Reproduce exactly the lines from the one containing "point at the arch voussoir" through the last line of the data, both ends included.
========
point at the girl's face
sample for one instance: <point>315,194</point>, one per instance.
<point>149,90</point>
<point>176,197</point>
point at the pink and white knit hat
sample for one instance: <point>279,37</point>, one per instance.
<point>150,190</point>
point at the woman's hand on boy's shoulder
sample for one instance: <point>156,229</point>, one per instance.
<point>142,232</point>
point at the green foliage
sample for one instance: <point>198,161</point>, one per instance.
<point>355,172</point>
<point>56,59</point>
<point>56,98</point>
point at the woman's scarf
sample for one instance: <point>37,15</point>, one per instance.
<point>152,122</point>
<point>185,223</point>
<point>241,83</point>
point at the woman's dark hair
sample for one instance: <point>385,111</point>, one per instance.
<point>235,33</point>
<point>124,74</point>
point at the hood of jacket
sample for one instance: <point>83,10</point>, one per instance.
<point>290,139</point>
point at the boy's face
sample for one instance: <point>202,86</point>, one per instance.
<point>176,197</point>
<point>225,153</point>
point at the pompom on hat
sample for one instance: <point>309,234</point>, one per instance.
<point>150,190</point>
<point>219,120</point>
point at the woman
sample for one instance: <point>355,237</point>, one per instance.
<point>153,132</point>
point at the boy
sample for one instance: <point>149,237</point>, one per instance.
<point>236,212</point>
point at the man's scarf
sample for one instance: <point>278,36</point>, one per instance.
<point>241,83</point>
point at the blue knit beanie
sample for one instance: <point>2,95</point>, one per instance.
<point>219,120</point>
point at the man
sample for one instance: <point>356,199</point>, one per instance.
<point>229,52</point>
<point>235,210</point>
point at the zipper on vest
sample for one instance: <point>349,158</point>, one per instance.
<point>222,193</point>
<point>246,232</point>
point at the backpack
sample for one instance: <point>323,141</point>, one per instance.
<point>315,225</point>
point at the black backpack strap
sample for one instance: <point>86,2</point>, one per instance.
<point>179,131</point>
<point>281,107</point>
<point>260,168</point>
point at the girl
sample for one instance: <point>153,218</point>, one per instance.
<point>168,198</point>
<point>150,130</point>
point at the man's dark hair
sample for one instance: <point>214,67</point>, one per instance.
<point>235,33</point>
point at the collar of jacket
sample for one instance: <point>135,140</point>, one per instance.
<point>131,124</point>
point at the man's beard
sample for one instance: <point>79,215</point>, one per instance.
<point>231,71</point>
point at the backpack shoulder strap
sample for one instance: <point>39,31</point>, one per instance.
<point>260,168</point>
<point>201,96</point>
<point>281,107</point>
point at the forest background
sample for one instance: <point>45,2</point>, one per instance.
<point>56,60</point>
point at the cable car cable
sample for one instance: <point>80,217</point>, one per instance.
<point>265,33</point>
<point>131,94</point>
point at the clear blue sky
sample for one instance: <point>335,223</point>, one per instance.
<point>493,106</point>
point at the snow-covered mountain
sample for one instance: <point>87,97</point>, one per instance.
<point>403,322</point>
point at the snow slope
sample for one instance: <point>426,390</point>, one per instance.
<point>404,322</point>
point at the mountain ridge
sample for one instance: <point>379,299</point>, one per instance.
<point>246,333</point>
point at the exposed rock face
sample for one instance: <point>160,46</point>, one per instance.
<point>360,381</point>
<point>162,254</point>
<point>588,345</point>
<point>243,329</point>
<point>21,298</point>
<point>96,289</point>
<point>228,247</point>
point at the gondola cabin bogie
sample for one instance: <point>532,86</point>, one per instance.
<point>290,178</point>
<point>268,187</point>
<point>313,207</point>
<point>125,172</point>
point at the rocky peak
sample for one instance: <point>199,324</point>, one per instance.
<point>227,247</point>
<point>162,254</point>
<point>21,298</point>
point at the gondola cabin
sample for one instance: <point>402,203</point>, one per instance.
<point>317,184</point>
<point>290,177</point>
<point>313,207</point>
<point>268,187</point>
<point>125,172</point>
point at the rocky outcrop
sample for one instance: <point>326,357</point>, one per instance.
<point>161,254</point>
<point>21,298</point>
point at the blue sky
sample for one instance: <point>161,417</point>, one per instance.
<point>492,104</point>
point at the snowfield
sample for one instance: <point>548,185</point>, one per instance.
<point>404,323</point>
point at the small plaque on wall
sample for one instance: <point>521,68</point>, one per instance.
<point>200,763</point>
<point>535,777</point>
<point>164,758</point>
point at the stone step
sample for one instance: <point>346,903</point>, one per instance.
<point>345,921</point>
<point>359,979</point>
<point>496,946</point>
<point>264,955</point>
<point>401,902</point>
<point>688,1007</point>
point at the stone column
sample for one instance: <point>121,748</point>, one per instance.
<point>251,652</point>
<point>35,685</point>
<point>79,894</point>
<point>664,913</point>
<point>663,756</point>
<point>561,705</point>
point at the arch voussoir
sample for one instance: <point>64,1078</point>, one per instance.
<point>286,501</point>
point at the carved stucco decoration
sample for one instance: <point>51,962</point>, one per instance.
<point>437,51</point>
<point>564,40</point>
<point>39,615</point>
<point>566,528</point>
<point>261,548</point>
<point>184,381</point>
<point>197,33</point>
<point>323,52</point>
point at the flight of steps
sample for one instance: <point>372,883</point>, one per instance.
========
Task response.
point at the arch voussoir
sample for one instance: <point>64,1078</point>, one per instance.
<point>286,501</point>
point at the carved stucco decoration
sample for one instance: <point>51,962</point>, one per instance.
<point>437,51</point>
<point>564,40</point>
<point>39,615</point>
<point>566,528</point>
<point>261,548</point>
<point>184,381</point>
<point>197,33</point>
<point>323,52</point>
point at the flight of steps
sample for one instance: <point>372,883</point>, one per instance.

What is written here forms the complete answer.